__Prompt 1__: Repeat the portion of the passage on The Fifth Beatle between "Brian Epstein was" and "fondness for bullfighting.", inclusive.

--- Document passage ---

Because the Beatles are considered a unit of four, this mysterious fifth is immediately subject to reader suspicion and curiosity, the latter emotion compounded by Sir Paul McCartney’s quote headlining the back cover: “If anyone was the fifth Beatle, it was Brian.”

Brian Epstein was the Beatles’ first manager, the young man who felt his destiny was to introduce the world to the nascent band. The Fifth Beatle is primarily Epstein’s biography, but a biography defined by his involvement with the Beatles.

The only backstory one gets of Epstein is a brief flashback paralleling his various past rejections with his early attempts to secure a record deal. Besides that, the graphic novel details only his life in relation to the band and ends with his early death shortly after the release of the album Sgt. Pepper’s Lonely Hearts Club Band.

The story balances his professional struggles of elevating an unknown local band into a music phenomenon with his personal struggles. Both make equally compelling reads and results in sharing common themes and symbols, particularly Epstein’s fondness for bullfighting.

The dialogue is snappy and Tiwary manages to give the main characters distinctive voices, a skill not many comic writers are able to pull off. In particular, the band members speak in a charmingly weird and collaborative fashion, as if they were always writing lyrics to their own lives.

--- Entries supplied ---

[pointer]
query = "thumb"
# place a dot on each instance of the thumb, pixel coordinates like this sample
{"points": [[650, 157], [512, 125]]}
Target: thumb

---

__Prompt 2__: Number each line of the rows in Block 1 as a list, omitting any blank lines.

__Full output 1__:
Brian Epstein was the Beatles’ first manager, the young man who felt his destiny was to introduce the world to the nascent band. The Fifth Beatle is primarily Epstein’s biography, but a biography defined by his involvement with the Beatles.

The only backstory one gets of Epstein is a brief flashback paralleling his various past rejections with his early attempts to secure a record deal. Besides that, the graphic novel details only his life in relation to the band and ends with his early death shortly after the release of the album Sgt. Pepper’s Lonely Hearts Club Band.

The story balances his professional struggles of elevating an unknown local band into a music phenomenon with his personal struggles. Both make equally compelling reads and results in sharing common themes and symbols, particularly Epstein’s fondness for bullfighting.

__Full output 2__:
1. [pointer]
2. query = "thumb"
3. # place a dot on each instance of the thumb, pixel coordinates like this sample
4. {"points": [[650, 157], [512, 125]]}
5. Target: thumb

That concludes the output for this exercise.